WHAT IS EXPECTED:
Using the Shenzhen page excerpt, explain why Shenzhen's maritime resources have so far hardly been explored. Answer in one to three sentences.

PAGE EXCERPT:
>>>>>

As early as 2018, Shenzhen’s municipal government has had its sights set on building a global center of ocean-based industries by 2035. The city has a solid industry within electronic information and more than 7,000 enterprises engaging in maritime-related businesses.
Shenzhen's maritime ambition
The marine industry is one of Shenzhen’s seven strategic emerging industries, with plans for a new marine precinct, which will be home to 50,000 people. The precinct is to cover 7.44 square kilometers of reclaimed land at the east side of the Pearl River estuary, adjacent to the Shenzhen World Exhibition and Convention Center.
It’s easy to forget that in its emergence from a fishing village to China’s Silicon Valley, Shenzhen isn’t all about non-descript factory buildings or funky skyscrapers. It’s, in fact, a naturally beautiful city, with 40.9% of its space remaining green amid its unprecedented urbanization. It also has a 260 kilometer long shoreline with pristine beaches.
Shenzhen’s rich maritime resources, underpinned by an ocean territory of 1,145 square kilometers, have so far hardly been explored. This may have much to do with the fact that this young sea-side city of more than 20 million population is dominated by migrants from China’s inland region. Many of these urban workers have had very little experience living by water or possess any deep emotion towards the sea. They arrived in Shenzhen with the goal to make a good living and few had the leisure of kicking back by the beach. As such, Shenzhen’s only claim to proper sea-side development is Dameisha, a waterfront park in east Shenzhen with a 1.8-kilometer long open beach with subtropical scenery of the South China Sea. Perhaps it’s fair to say that Shenzhenren’s (people of Shenzhen) indifference to a beach-side lifestyle has fundamentally challenged the development of the city’s coastal tourism.
As a traditionally agrarian society, the Chinese have always depended on their soil and found the ocean an unattainable mystery. Even well into the Ming (the 15th century) and Qing (the 17th century) dynasties, the imperial Chinese court maintained a maritime prohibition policy as part of its isolationism strategies. The Haijin sea ban policies, for example, prohibited private maritime trading and coastal settlement, the former of which was punishable by death.
China boasts a total of 32,000 kilometers in coastline, with 18,000 kilometers along the continent and 14,000 kilometers along the islands, spanning an ocean territory of three million square kilometers. But, it wasn’t until very recently that China seriously placed maritime resources at the center of its national strategy.

<<<<<

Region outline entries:
>>>>>

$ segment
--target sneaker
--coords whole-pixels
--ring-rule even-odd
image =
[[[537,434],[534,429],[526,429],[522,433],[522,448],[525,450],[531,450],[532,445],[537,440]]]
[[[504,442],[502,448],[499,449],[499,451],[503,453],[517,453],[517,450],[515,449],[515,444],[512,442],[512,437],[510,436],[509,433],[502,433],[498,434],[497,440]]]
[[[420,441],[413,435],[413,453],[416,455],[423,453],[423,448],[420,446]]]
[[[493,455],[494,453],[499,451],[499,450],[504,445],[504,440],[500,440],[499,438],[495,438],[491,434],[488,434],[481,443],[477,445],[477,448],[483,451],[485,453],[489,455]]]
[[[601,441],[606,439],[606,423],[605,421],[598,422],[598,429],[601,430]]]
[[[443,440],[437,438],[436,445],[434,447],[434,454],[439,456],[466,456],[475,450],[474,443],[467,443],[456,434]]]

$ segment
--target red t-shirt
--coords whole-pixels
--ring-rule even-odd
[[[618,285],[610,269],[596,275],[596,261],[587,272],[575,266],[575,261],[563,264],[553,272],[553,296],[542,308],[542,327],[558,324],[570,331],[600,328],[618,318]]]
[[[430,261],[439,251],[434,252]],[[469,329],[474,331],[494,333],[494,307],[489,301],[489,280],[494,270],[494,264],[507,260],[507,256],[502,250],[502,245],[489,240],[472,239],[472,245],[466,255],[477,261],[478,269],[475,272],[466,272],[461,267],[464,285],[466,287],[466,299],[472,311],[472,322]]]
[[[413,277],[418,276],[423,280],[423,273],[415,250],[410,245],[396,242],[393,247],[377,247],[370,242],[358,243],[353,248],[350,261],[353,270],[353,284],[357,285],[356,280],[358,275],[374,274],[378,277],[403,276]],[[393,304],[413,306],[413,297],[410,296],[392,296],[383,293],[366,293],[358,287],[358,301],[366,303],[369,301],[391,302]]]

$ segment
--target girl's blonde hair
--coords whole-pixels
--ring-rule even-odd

<<<<<

WRITTEN RESPONSE:
The excerpt attributes this to the city's population of more than 20 million being dominated by migrants from China's inland region. Many of these workers have had very little experience living by water and have no deep emotion toward the sea. They came to Shenzhen to make a good living, and few had the leisure to relax by the beach.